Referring expression pointing data:

☆ ☆ ☆

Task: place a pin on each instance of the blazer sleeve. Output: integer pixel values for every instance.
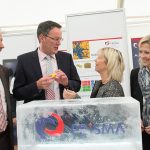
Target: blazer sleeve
(135, 88)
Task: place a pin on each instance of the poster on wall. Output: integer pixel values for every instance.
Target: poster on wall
(91, 31)
(85, 53)
(135, 52)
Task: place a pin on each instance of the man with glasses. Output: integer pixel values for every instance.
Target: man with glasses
(45, 72)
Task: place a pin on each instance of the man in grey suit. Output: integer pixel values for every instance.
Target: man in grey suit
(31, 80)
(6, 128)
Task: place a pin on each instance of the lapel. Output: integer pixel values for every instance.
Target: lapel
(4, 82)
(36, 64)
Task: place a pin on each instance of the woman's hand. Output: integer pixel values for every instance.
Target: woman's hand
(69, 94)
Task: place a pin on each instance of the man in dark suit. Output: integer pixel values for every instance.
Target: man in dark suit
(6, 128)
(31, 80)
(137, 94)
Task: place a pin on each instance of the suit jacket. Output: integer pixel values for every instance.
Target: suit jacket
(135, 88)
(28, 71)
(110, 89)
(4, 75)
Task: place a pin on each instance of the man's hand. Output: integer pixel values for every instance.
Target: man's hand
(69, 94)
(44, 82)
(61, 78)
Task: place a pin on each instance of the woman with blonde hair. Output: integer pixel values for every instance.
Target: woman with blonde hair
(110, 65)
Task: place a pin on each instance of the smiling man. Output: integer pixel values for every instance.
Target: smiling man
(33, 80)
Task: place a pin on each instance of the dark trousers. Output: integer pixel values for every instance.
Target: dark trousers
(146, 141)
(5, 140)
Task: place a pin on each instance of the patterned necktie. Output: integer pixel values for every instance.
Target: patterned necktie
(3, 122)
(50, 94)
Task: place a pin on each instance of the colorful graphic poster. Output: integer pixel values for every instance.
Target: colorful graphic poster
(135, 52)
(85, 53)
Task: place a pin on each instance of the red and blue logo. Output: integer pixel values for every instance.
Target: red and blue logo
(52, 125)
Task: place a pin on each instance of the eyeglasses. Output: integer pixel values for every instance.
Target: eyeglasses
(55, 39)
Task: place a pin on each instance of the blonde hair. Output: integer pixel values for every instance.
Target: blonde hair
(115, 63)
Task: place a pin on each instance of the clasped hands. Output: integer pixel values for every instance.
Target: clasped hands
(58, 76)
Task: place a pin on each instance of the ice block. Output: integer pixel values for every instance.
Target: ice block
(89, 124)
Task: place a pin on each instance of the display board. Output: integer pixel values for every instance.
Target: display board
(89, 32)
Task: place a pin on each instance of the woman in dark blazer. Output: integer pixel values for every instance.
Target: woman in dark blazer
(110, 66)
(140, 88)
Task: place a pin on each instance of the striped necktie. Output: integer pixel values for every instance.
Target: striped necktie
(3, 122)
(50, 94)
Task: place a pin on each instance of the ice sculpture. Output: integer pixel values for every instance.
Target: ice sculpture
(91, 124)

☆ ☆ ☆

Your objective: All records above should be duplicated exactly, with the pictures omitted.

Solution to the exercise:
Task: place a pin on each instance of the blazer sleeve. Output: integer pixel values for every instance.
Target: blazer sleeve
(135, 88)
Task: place a pin on each instance of the poster on wall. Output: integer pixel values for every instance.
Target: poster on wall
(91, 31)
(85, 53)
(135, 52)
Task: place a pin on each instance of the man with glasses. Output: integer pixel values for every instance.
Target: man with glasses
(45, 72)
Task: place a pin on each instance of the man in grey suit. Output: integer pixel values for every instance.
Target: man in grey suit
(31, 80)
(6, 128)
Task: place a pin on each instance of the lapel. Output: integer pixel values for every instance.
Target: lapel
(4, 82)
(36, 64)
Task: place a pin on each instance of the woman's hand. Output: integer pixel values for every instance.
Target: woman's hand
(69, 94)
Task: place a pin on each instance of the man in dark suit. Output: integer pixel values for every instance.
Target: man in dark suit
(6, 128)
(31, 80)
(137, 94)
Task: place a pin on each instance of the suit jacket. Output: integer pixel values for every instance.
Target: suit jacket
(135, 88)
(28, 71)
(110, 89)
(4, 75)
Task: place a pin on each instance of the man's hand. Output: integer pixel values for every instance.
Target: man's hand
(69, 94)
(44, 82)
(61, 78)
Task: place a pin on each instance of the woman with blonde hair. Output: integer pixel values for every instance.
Target: woman with blonde hair
(110, 65)
Task: place a pin on each instance of the smiling man. Output: integer pixel values for every instance.
Target: smiling man
(33, 80)
Task: place a pin on each instance of the dark trousers. Output: integer pixel values for every instance.
Target: dark trousers
(146, 141)
(5, 140)
Task: place a pin on each instance of the patterned necktie. Output: integer pixel values for every instance.
Target: patterned necktie
(3, 122)
(50, 94)
Task: place a pin on each instance of the colorful graphic poster. Output: integer pixel values for every instance.
Target: colorful graphic poster
(135, 52)
(85, 53)
Task: place a pin on each instance of the red and blue logo. Output: integer pixel values for every instance.
Target: red and blue logo
(52, 125)
Task: place a pin on each instance of the eyeglasses. Output: integer pixel values for every instance.
Target: eyeglasses
(55, 39)
Task: place a pin on each instance of the blonde hair. Output: integer pixel values for every instance.
Target: blonde hair
(115, 63)
Task: place a pin on each instance of the clasped hands. Output: integer pixel values for every instance.
Target: clasped hands
(58, 76)
Task: place a pin on each instance of the ice block. Output: integer pixel values for every instance.
Target: ice block
(89, 124)
Task: place a pin on each instance of the display board. Output: integer pixel values for every instance.
Target: display board
(89, 32)
Task: place a pin on each instance of the woman in dark blazer. Output: integer pixel values for every instance.
Target: woman in dark blazer
(110, 66)
(140, 88)
Task: place a pin on each instance of the striped necktie. Output: integer pixel values for every instance.
Target: striped necktie
(3, 122)
(50, 94)
Task: place a pin on each instance of the ice sculpture. Output: integer pixel values for every instance.
Target: ice sculpture
(91, 124)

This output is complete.